(Entries for labeling bounding boxes)
= = =

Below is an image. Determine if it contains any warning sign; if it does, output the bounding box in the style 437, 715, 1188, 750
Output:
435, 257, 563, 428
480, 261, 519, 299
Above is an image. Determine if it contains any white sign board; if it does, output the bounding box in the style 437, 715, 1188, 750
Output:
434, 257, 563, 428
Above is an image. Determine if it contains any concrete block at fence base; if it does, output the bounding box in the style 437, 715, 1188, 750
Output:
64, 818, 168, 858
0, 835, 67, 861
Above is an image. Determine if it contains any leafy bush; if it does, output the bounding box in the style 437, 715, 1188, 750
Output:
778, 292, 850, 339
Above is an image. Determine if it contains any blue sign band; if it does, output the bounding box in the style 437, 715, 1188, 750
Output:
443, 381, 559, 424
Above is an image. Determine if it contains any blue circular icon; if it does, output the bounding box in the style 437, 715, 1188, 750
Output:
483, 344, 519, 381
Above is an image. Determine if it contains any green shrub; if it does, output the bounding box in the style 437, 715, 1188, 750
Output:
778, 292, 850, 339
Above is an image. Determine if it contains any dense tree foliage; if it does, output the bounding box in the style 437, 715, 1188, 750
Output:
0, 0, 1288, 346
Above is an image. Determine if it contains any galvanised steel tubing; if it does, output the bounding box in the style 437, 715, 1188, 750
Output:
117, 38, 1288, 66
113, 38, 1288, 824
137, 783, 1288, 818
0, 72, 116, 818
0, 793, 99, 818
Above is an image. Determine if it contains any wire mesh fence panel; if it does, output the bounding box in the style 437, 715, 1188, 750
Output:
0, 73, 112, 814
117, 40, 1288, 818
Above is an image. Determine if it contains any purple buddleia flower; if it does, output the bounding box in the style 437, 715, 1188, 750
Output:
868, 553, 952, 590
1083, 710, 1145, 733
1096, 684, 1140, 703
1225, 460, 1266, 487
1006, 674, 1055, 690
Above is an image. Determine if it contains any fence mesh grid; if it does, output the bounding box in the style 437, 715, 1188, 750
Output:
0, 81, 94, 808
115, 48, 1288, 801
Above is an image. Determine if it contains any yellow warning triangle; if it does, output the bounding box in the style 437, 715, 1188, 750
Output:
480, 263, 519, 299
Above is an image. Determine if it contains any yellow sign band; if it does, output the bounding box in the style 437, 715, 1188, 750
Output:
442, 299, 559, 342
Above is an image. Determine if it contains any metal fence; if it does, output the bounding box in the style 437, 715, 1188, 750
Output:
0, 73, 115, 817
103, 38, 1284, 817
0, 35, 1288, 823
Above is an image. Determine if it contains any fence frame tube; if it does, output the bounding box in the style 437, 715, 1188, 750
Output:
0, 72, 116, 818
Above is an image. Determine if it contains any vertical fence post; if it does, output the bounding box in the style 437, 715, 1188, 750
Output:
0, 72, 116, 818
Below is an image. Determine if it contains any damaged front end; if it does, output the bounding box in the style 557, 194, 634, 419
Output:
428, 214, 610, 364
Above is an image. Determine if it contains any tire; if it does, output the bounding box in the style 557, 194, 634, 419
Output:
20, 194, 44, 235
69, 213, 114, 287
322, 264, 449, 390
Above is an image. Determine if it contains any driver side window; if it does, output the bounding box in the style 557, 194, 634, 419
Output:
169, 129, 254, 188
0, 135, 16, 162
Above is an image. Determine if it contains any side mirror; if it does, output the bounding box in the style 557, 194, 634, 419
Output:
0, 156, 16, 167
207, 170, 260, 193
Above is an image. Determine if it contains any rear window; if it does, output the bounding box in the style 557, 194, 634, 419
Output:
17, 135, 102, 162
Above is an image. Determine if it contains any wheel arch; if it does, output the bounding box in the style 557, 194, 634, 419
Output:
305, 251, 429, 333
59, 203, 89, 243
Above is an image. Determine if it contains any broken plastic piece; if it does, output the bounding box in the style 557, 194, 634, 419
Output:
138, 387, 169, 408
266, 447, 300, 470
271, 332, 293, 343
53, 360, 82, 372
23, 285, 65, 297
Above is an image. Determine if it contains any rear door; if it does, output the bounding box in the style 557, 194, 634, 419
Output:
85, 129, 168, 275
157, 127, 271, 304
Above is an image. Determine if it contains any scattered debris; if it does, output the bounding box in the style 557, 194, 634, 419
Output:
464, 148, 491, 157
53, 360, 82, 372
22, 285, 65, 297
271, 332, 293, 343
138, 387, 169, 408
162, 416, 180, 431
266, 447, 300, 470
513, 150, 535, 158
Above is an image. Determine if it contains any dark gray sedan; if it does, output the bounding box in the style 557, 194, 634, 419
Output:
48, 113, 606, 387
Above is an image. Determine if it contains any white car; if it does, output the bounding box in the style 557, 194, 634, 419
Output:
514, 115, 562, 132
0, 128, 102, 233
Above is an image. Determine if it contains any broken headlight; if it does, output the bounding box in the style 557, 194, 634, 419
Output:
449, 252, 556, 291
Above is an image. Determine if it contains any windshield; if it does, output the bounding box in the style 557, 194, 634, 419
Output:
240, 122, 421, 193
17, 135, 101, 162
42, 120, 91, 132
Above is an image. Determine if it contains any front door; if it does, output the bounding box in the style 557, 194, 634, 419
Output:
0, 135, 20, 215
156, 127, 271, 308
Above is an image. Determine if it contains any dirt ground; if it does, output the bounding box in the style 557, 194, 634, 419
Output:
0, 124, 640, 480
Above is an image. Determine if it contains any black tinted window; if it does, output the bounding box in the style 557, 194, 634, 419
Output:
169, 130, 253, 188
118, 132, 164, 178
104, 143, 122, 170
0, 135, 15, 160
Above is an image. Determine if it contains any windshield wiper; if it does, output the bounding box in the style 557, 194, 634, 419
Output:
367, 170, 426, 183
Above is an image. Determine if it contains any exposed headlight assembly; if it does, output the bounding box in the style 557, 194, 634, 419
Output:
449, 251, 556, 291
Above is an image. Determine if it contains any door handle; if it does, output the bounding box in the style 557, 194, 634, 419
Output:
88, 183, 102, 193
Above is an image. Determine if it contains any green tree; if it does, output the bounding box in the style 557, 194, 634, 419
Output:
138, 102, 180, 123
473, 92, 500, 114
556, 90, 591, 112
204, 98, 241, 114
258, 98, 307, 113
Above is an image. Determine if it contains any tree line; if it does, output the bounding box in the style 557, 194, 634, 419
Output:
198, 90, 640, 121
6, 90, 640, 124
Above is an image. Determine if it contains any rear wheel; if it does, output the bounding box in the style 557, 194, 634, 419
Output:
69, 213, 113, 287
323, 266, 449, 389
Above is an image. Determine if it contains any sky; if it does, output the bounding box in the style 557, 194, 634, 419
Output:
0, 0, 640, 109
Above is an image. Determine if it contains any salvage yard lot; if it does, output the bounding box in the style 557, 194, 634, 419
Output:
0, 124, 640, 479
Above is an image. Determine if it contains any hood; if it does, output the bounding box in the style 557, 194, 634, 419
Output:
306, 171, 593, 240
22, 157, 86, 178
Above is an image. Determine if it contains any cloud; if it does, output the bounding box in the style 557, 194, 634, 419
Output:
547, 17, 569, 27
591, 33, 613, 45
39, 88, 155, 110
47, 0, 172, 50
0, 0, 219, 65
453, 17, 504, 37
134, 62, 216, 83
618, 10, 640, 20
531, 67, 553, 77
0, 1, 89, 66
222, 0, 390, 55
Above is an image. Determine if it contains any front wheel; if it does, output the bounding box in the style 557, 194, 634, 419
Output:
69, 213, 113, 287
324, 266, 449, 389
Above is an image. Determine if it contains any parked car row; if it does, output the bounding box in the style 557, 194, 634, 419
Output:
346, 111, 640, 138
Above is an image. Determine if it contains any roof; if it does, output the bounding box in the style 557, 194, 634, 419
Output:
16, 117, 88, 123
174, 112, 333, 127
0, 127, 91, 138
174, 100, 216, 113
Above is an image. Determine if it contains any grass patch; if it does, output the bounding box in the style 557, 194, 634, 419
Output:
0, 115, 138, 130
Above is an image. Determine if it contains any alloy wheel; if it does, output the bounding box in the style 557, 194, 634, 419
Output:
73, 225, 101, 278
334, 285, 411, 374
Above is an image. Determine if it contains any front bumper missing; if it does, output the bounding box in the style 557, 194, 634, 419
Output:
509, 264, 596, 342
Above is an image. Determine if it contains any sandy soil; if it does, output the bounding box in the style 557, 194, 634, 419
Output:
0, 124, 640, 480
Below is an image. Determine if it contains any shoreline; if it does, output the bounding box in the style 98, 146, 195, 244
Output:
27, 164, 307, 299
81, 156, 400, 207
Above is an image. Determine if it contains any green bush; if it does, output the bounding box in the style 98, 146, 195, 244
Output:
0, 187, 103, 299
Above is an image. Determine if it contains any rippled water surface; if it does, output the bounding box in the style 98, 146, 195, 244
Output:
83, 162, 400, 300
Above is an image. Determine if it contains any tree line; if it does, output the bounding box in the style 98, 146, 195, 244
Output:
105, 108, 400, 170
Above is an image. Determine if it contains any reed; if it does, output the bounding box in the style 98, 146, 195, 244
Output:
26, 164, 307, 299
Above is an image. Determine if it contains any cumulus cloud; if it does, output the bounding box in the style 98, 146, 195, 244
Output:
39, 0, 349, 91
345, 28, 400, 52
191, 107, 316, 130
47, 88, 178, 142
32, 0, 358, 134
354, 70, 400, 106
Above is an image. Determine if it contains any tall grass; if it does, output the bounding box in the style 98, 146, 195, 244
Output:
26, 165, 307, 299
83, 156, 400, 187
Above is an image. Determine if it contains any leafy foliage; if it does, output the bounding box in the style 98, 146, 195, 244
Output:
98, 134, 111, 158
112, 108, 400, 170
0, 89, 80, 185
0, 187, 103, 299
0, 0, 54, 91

= = =

Exercise objective. Pick out every line in the records above that contains the string "rear" and copy each one. Letter case must match.

Exercise answer.
Above is an image. Determine if it contains any rear window; if it does, output the bounding box in the style 557, 194, 634, 419
Above is an image. Determine if it contains any rear door; if it does, output the bounding box in the style 557, 194, 634, 419
Above is an image. Determine if it contains any rear wheel; if it does, output the bounding box in the style 557, 194, 634, 419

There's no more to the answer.